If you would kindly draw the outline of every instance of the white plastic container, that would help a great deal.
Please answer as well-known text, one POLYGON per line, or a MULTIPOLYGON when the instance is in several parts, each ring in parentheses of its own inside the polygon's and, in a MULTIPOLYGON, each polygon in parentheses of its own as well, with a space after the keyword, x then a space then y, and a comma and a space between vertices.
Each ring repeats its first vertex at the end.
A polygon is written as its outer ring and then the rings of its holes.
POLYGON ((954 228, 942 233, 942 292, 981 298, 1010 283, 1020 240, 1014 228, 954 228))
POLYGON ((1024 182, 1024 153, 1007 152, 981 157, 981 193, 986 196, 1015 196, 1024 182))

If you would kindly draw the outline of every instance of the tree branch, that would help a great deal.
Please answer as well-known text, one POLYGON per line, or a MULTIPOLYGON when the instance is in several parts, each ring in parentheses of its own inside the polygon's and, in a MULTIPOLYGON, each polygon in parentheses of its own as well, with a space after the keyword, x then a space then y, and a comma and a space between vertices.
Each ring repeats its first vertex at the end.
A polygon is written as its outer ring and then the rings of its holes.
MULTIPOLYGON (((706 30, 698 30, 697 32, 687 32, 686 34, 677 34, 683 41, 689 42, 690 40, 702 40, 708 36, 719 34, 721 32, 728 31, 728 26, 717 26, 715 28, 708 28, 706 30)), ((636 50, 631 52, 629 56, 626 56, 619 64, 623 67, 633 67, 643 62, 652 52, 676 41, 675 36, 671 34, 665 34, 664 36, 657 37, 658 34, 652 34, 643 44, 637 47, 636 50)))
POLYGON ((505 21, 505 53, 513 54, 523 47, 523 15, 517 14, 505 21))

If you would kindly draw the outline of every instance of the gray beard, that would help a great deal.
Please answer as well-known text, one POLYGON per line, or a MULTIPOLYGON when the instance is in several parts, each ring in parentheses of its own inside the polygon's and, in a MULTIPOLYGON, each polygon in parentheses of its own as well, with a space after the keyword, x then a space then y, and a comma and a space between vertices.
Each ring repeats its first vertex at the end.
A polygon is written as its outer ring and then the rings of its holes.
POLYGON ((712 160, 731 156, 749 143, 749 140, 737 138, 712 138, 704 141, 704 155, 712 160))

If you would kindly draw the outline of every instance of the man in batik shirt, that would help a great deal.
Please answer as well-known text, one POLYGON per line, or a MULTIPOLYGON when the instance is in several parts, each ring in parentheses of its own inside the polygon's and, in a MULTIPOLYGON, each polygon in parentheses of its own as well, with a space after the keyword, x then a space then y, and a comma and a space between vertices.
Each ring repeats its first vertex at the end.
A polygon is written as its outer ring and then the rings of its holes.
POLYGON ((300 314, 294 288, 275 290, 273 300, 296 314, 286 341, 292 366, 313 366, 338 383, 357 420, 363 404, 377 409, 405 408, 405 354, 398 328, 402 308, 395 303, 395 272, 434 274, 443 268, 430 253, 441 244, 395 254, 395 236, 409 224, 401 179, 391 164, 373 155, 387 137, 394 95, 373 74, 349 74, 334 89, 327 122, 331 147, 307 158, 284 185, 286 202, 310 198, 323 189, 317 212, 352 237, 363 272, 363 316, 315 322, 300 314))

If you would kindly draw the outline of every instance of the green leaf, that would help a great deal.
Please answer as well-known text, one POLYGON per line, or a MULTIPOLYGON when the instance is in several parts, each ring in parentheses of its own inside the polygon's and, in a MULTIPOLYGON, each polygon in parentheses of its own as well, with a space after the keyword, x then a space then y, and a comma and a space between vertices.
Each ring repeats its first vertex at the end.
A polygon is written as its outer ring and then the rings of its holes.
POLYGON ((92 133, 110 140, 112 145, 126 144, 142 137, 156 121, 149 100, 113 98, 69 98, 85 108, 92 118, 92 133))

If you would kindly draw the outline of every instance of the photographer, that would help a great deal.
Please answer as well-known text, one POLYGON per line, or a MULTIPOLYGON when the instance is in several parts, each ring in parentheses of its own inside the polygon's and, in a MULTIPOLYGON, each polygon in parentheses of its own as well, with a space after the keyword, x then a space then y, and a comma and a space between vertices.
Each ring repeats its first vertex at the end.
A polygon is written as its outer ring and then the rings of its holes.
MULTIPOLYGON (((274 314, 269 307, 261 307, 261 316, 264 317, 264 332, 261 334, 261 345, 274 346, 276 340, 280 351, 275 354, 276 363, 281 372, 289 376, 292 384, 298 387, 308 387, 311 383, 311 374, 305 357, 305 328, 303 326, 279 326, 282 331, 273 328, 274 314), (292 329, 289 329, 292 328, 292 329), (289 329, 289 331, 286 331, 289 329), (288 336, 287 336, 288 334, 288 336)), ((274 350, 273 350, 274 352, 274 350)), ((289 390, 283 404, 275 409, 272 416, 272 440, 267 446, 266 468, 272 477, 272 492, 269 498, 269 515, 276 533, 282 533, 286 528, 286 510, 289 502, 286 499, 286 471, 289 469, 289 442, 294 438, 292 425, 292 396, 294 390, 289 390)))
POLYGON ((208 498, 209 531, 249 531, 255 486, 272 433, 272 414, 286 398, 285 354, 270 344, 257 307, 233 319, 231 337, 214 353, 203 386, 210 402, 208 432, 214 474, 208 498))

INSTRUCTIONS TO FOLLOW:
The answer must be every line of the data that holds the word "draw".

RESPONSE BELOW:
If you would kindly draw the outline of every instance of the white plastic container, that would help a great deal.
If you would kindly draw the outline of every instance of the tree branch, that would help a great deal.
If you would kindly draw the outline of every instance of the gray beard, that would help a great deal.
If you would kindly draw the outline of every instance of the man in batik shirt, that would help a great deal.
If you would kindly draw the outline of every instance of the green leaf, that would help a great deal.
If you would kindly draw the outline of every instance of the photographer, that would help a great deal.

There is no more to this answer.